#### Stated problem 1
List the three people the passage about the horse problem names as authors of the book Thinking Mathematically.
#### Stated problem 2
Carry on the passage about the horse problem, starting after its last sentence.

A man bought a horse for $50 and sold it for $60.
He then bought the horse back for $70 and sold it again for $80.
What’s the financial outcome of these transactions?

He explained how the session was organized. People were first asked to think about the answer individually. After they had time to think on their own, the facilitator asked for answers and listed them. The facilitator then identified a different location in the room for each answer offered. He  asked people to go to the area he designated for their answer, compare their reasoning with the others who agreed, and select a spokesperson to present a convincing argument for those in other groups. As arguments were presented, anyone who became convinced of a different answer was free to leave the group and join another. The goal was to see if everyone would wind up in the same group, convinced of the same solution. The kicker was, Steven told me, only then would they go to lunch.

Hmmm, sounds like the Common Core Mathematics Practice Standard 3 in action: Create viable arguments and critique the reasoning of others. And the organizational structure relates to the classroom instructional practice of think, pair, share.

I was intrigued by the Dealing in Horses problem and have used it many times since then. Take a look at this clip.

I was also intrigued with the organizational structure used in the corporate training session, and I’ve used it with classes from grade 2 through high school, in professional learning sessions, and with parent groups.

The organizational structure reminds me of what I’ve read in a book I’ve owned and loved since the 1980s―Thinking Mathematically by John Mason with Leone Burton and Kaye Stacey. There’s lots to love about this book (I did an internet search and copies are available), and one thing that has stuck with me over the years is the advice for justifying your thinking: convince yourself, convince a friend, convince a skeptic. I think that think-pair-share is another version of this advice.

So, back to the horse problem: Do you have an answer that you’re convinced about? If you haven’t thought about it yet, I suggest you stop and do so.

Why I Like the Horse Problem So Much
Understanding the situation is not the difficulty with Dealing in Horses—the scenario is clear. Adding and subtracting the numbers in the problem also is not difficult—the numbers are easy to handle, even mentally without having to rely on paper and pencil. Yet deciding precisely what to do with the numbers isn’t obvious to everyone. The difficulty lies in knowing how to choose appropriate arithmetic operations for the situation at hand in order to arrive at a correct solution. The confusion that adults experience with this situation is similar to the confusion that students experience when presented with a page of mixed word problems that leads them to ask: “Do I need to add or subtract?”

#### Information shown
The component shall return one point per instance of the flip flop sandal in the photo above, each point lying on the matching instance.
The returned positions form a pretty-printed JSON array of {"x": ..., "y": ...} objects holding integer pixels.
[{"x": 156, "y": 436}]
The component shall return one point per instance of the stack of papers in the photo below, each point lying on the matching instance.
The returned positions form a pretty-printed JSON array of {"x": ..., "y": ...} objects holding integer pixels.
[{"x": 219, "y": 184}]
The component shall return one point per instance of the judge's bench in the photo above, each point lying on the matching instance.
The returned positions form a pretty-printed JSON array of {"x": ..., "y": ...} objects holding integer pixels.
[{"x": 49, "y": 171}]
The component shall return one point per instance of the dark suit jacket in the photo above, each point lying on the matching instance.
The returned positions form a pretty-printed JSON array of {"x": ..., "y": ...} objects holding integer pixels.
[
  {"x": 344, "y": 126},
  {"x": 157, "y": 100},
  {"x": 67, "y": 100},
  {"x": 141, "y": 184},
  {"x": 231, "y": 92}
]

#### Task result 1
John Mason, Leone Burton, Kaye Stacey

#### Task result 2
Classroom Suggestions
Most recently, I presented the Dealing in Horses problem to a class of seventh graders. I first asked if there was more than one correct answer and they agreed that the problem has to have one right answer. Then here’s what occurred.

  • The students suggested three answers―earned $10, earned $20, earned $30―and I identified a location in the room for each answer. I told the few students who couldn’t decide to stay seated and join a group when they were ready. After a good deal of back and forth arguments with students moving here and there, most students were in the group with the “earned $20” solution and half a dozen were in the group for “earned $10.”
  •  I had students act out the problem. I chose three students, one to be the first owner of the horse, one to be the second owner, and one to be the horse. I cut index cards in half to represent $10 bills and gave each of the two students doing the buying and selling ten cards to represent $100. Then, as I read each part of the problem, they acted it out, including exchanging the “money” and the “horse.” At the end, the two students counted the money they had―Lily had $120 and Danny had $80.
  •  This convinced most that $20 was the answer, but some were still holding on to the answer being $10. They reasoned that after earning $10 the first time, they spent that $10 to buy the horse back the second time.
  • I asked the students to return to their seats and I presented a similar problem:

    I bought a lamp for $50 and sold it for $60.
    I bought a table for $70 and sold it for $80.
    What’s the financial outcome of these transactions?

    There was agreement that I earned $10 for the lamp and earned $10 for the table, for a total of $20. But is this problem the same as the horse problem? Some thought yes, some thought no, and some weren’t sure.

Ah, there’s no answer book for most real world problems.


  • Patricia Croskrey says:

    Hmmm…interesting, but isn’t the financial outcome that the horse, in the end, cost him $30?

  • Chuck Houghton says:

    Dear Marilyn:

    Dealing in Horses – is your best problem todate.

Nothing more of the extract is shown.